[Stored data entries]
^^^^

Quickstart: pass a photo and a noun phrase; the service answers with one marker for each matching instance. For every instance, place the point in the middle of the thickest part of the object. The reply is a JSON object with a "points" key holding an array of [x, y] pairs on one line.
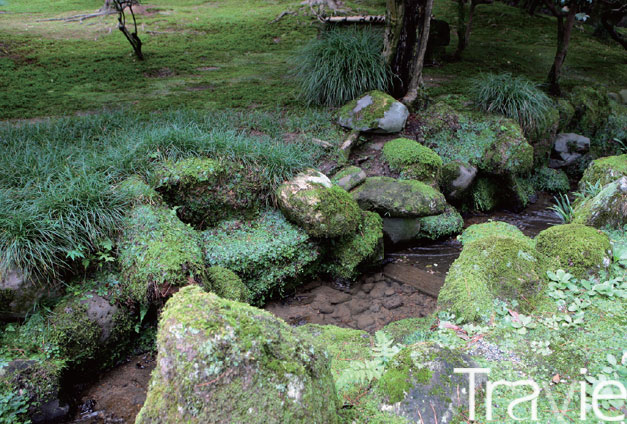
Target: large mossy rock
{"points": [[420, 384], [604, 171], [606, 209], [578, 248], [226, 362], [413, 160], [591, 109], [267, 253], [493, 267], [322, 209], [374, 112], [207, 191], [399, 198], [156, 252]]}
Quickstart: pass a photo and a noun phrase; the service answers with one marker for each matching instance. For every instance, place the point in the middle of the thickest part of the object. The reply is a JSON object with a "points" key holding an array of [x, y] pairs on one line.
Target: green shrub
{"points": [[512, 96], [340, 65], [266, 253], [553, 180]]}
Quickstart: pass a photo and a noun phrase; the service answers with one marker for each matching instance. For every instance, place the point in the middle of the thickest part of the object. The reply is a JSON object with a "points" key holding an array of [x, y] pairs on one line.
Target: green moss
{"points": [[444, 225], [203, 337], [604, 171], [157, 251], [225, 283], [552, 180], [483, 194], [592, 108], [364, 247], [493, 267], [567, 112], [412, 159], [267, 253], [491, 229], [368, 117], [206, 191], [575, 247]]}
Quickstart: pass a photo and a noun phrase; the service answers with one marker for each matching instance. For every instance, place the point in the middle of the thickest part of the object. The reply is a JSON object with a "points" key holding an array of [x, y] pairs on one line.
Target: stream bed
{"points": [[405, 287]]}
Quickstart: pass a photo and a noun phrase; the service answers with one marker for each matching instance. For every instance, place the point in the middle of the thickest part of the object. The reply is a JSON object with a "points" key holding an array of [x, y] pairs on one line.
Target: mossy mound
{"points": [[491, 229], [399, 198], [213, 351], [225, 283], [604, 171], [365, 247], [443, 225], [575, 247], [320, 208], [267, 253], [207, 191], [421, 378], [157, 251], [606, 209], [413, 160], [493, 267], [592, 108], [552, 180]]}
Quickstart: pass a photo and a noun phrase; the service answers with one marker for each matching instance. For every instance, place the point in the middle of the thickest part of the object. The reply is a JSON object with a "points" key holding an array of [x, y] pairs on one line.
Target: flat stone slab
{"points": [[421, 280]]}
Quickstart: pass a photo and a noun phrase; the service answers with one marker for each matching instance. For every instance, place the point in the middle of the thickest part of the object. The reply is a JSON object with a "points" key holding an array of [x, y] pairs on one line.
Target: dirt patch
{"points": [[119, 394]]}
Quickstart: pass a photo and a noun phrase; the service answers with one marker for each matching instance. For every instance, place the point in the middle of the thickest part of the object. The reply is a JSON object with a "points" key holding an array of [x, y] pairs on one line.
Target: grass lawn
{"points": [[224, 54]]}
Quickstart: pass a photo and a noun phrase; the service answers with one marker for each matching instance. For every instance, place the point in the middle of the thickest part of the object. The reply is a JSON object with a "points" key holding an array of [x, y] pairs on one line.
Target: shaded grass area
{"points": [[224, 54], [58, 177]]}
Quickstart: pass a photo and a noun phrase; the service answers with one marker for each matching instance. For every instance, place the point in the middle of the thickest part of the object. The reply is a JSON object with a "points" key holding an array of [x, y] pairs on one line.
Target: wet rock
{"points": [[350, 177], [213, 350], [420, 384], [399, 198], [374, 112], [608, 208], [392, 302], [312, 202]]}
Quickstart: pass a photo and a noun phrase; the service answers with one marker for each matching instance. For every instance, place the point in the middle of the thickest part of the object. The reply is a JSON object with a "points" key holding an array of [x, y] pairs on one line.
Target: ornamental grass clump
{"points": [[340, 65]]}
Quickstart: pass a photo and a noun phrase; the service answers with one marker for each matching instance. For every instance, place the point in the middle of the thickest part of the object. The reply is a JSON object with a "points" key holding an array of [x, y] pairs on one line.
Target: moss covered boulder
{"points": [[349, 177], [606, 209], [206, 191], [157, 252], [375, 111], [457, 177], [322, 209], [591, 109], [604, 171], [399, 198], [267, 252], [493, 267], [363, 248], [413, 160], [421, 386], [225, 283], [226, 362], [446, 224], [578, 248]]}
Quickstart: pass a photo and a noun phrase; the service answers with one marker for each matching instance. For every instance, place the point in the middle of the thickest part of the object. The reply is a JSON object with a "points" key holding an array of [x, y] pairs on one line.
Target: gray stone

^^^^

SHORT EXERCISE ->
Rewrite the material from its beginning through the line containing "Target: large mossy rock", replacing "noun phrase" with "text label" and leaving all else unchanged. Leave the pictures out of your answer.

PROBLEM SOLUTION ->
Quickstart: pass a photo and a text label; the service answers with one marker for each matching instance. For every instance, place the point in the middle of the thickest part of the object. The reply is a JSON object with a "points" key holding an array of [x, y] pairs on one line.
Target: large mossy rock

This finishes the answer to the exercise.